• [What is required]
Rewrite all the lines below, swapping "section" for "area" wherever it appears and keeping everything else the same.

Lines taken from a collection:
******
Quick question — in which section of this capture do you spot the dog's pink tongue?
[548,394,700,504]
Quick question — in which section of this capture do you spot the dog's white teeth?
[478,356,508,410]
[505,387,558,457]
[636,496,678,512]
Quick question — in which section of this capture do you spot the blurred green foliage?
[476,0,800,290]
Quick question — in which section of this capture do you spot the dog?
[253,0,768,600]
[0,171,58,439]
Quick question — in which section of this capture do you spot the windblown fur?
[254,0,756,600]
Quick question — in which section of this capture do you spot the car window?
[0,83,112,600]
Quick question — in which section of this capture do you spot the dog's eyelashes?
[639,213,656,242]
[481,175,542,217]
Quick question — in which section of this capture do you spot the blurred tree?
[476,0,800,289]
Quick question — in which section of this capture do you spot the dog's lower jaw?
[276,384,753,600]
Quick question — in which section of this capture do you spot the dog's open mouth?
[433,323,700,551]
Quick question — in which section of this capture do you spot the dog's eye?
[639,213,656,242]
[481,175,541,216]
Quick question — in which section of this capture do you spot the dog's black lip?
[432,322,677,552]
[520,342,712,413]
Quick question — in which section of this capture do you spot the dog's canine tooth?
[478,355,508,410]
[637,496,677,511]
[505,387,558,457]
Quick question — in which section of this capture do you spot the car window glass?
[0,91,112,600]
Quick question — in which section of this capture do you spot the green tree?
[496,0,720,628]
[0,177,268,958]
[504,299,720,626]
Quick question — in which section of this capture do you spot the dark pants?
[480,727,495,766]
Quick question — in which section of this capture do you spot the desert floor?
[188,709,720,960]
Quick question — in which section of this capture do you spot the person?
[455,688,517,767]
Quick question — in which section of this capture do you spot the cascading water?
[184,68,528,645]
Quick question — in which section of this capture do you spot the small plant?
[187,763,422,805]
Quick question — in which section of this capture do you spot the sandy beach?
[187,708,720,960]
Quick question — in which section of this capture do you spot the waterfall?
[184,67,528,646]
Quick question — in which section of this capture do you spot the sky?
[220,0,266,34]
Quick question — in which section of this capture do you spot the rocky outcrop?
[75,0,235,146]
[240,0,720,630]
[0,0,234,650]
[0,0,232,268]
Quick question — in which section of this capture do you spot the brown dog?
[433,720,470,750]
******
• [The response]
Quick question — in which area of this capture do you spot the dog's pink tongue?
[548,394,700,504]
Quick question — in which area of this capture do you spot the dog's white teeth?
[478,356,508,410]
[505,387,558,457]
[636,496,678,512]
Quick question — in which area of this capture do you spot the blurred green foliage?
[476,0,800,290]
Quick question — in which area of this capture do you spot the dog?
[253,0,768,600]
[0,171,58,439]
Quick question — in which area of this capture do you spot the windblown fur?
[254,0,756,600]
Quick question — in which area of this capture do you spot the car window?
[0,83,112,600]
Quick question — in which area of this capture do you spot the dog's eyelashes?
[639,213,656,242]
[481,175,542,217]
Quick question — in which area of this capture do you spot the blurred tree?
[476,0,800,289]
Quick question — in which area of this capture do you spot the dog's lower jaw?
[276,384,753,600]
Quick question — in which area of this capture do you spot the dog's open mouth?
[433,323,700,551]
Quick question — in which area of this capture do you spot the dog's eye?
[639,213,656,242]
[481,175,541,216]
Quick question — in which area of this capture do you spot the dog's black lip?
[432,322,677,552]
[520,342,712,413]
Quick question — in which area of this capture do you spot the dog's canine tooth?
[478,355,508,410]
[637,496,677,511]
[505,387,558,457]
Quick question — in which area of this capture do you spot the car window glass?
[0,91,112,600]
Quick question — in which area of this capture do you spot the green tree?
[496,0,720,628]
[0,177,268,958]
[504,299,720,626]
Quick question — in which area of this capture do you spot the dark pants?
[480,727,495,766]
Quick question — in which area of this capture do you spot the desert floor?
[188,709,720,960]
Quick question — in which area of this capture do you spot the person?
[455,688,517,767]
Quick question — in which area of this capture do you spot the cascading water?
[184,68,528,645]
Quick question — in which area of this capture do you spot the small plant?
[187,763,422,805]
Quick question — in which area of this capture do you spot the sandy beach?
[187,708,720,960]
Quick question — in which area of this capture do you spot the waterfall?
[184,67,528,646]
Quick question — in which area of this capture do you spot the sky?
[220,0,266,34]
Quick question — in which area of this capture do you spot the rocky outcrop?
[75,0,235,146]
[240,0,720,630]
[0,0,234,650]
[0,0,232,268]
Quick question — in which area of this capture do you spot the brown dog?
[433,720,470,750]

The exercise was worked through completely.